Start of Page text
Folks, sorry for the bit of dead air since my initial post. Anywho, before I got into the V-Piano sound engine, I figured I"d better update to the most recent OS, which as of right now is version 1.60. Roland"s support download page has info on how to do this, but it"s worth an anecdote and fresh in my mind. Besides, it should be the first thing you do once you take your Fantom out of the box, as Roland is being quite diligent about fixing bugs and improving workflows.

 

The process has several steps and while not difficult, it is among the more wonky I"ve encountered.

 

Recall that the Fantom has four USB-A ports: one meant for memory sticks and three for hosting devices as a computer would. Both sorts are involved in the update process.

 

First, you want to stick a flash drive in the 'regular' USB memory port and format it using the Fantom itself: Hit the Menu button, tap Utility on the screen, tap USB Memory Format, and follow the confirmation prompts from there.

 

Once that"s done, plug that drive into your computer, go here, and select the top item in the list, which is the new OS. This takes a bit of navigation to get to, an and on the immediate parent of this page, there are entries for 'FANTOM 6 Synthesizer' followed by 7 and 8. These are the correct ones. The one labeled 'Fantom Workstation' is for the original Fantom from 2001, and says something about floppy disks!

 

You may want to grab the USB driver for your Mac or PC and, if on a Mac, the Logic controller plug-in and MainStage profile while you"re there.

 

Download the file to your desktop or wherever you put downloads. It"s a ZIP file. Unzip it, and you'll get three files: '_DATA,' 'FANTOM_UPA.BIN,' and 'update.' Copy all three of these to the root directory of the Roland-formatted USB stick. If they"re in a folder, things won"t work.

 

Now, put that back in the Fantom"s USB Memory port, with the power off. Hold down the Write button and power it on. Hold it down until you see 'preparing for update...' onscreen. Wait until the top line of text onscreen says 'Update (board1) End.' Then, switch the USB drive to any of the three device-host ports; it doesn"t matter which. When the second line of text changes to 'Update (board2) End' you"re done. Pull the drive, power cycle normally, and you"re good to go.
End of Page text
What you will do:
1: Answer these questions from the Fantom update post:
(a) Which OS version does the writer call the most recent?
(b) How many USB-A ports does the Fantom have?
(c) What three files does the unzipped download contain?
2: Transcribe the stretch of the Fantom update post from "Recall that the" through "about floppy disks!".
3: Write the next part of the Fantom update post, starting after its final sentence.
Start of Data rows
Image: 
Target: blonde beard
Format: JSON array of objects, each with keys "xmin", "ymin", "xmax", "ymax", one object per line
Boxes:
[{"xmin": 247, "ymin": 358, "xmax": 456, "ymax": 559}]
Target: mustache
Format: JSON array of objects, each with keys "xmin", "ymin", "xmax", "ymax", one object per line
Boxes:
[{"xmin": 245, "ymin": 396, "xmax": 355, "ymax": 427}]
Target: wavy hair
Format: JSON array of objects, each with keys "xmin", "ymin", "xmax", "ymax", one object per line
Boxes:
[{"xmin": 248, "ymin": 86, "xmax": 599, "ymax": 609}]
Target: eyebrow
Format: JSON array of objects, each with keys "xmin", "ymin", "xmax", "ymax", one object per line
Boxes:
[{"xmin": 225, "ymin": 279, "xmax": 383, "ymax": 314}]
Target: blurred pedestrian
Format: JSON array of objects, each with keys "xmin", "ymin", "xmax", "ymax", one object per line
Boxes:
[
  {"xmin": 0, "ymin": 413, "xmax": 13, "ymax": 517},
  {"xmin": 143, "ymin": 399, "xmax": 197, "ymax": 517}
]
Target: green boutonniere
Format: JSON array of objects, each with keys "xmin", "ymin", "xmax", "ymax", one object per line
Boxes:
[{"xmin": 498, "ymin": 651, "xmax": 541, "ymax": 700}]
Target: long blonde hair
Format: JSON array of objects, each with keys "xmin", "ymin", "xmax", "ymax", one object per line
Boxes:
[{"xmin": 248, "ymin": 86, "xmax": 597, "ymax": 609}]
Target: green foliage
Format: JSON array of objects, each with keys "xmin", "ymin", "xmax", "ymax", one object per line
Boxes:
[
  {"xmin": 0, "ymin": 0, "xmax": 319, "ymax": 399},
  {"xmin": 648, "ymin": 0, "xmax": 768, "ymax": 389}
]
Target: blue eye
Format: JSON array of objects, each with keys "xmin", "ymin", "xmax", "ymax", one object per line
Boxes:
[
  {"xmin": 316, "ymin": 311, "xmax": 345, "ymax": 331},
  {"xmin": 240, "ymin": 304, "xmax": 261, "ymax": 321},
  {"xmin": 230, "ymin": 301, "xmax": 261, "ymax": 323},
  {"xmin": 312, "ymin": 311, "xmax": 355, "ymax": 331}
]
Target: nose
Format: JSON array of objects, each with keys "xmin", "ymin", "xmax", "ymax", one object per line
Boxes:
End of Data rows
Responses by task:
1:
(a) Version 1.60.
(b) Four: one for memory sticks and three for hosting devices.
(c) '_DATA,' 'FANTOM_UPA.BIN,' and 'update.'

2:
Recall that the Fantom has four USB-A ports: one meant for memory sticks and three for hosting devices as a computer would. Both sorts are involved in the update process.

 

First, you want to stick a flash drive in the 'regular' USB memory port and format it using the Fantom itself: Hit the Menu button, tap Utility on the screen, tap USB Memory Format, and follow the confirmation prompts from there.

 

Once that"s done, plug that drive into your computer, go here, and select the top item in the list, which is the new OS. This takes a bit of navigation to get to, an and on the immediate parent of this page, there are entries for 'FANTOM 6 Synthesizer' followed by 7 and 8. These are the correct ones. The one labeled 'Fantom Workstation' is for the original Fantom from 2001, and says something about floppy disks!

3:
 

Initially, I made the mistake of just copying the ZIP file over to the USB stick because I was in a hurry, not paying attention, and figured it was just a disk image. That got the update process stuck. When I actually RTFM"ed, things went quickly.

 

Every keyboard maker has their own way of updating. Nord, for example, does it all from the computer, with no button presses or menus on the instrument itself. I"d guess that board1 and board2 refer to sound ROM and the mainboard, with board2 as the mainboard because presumably stuff like iPads or desktop synths would be hosted from there. That the instrument loads each board"s files separately suggests a modular architecture under the hood, and my first impression is that the Fantom indeed feels like several devices (V-Piano, ZenCore sounds, Pad section, analog filter, USB hub, etc.) that share a common skin. How well integrated are they? We"ll have to see.

 

Okay, now onto the V-Piano stuff, which I promise is really very cool.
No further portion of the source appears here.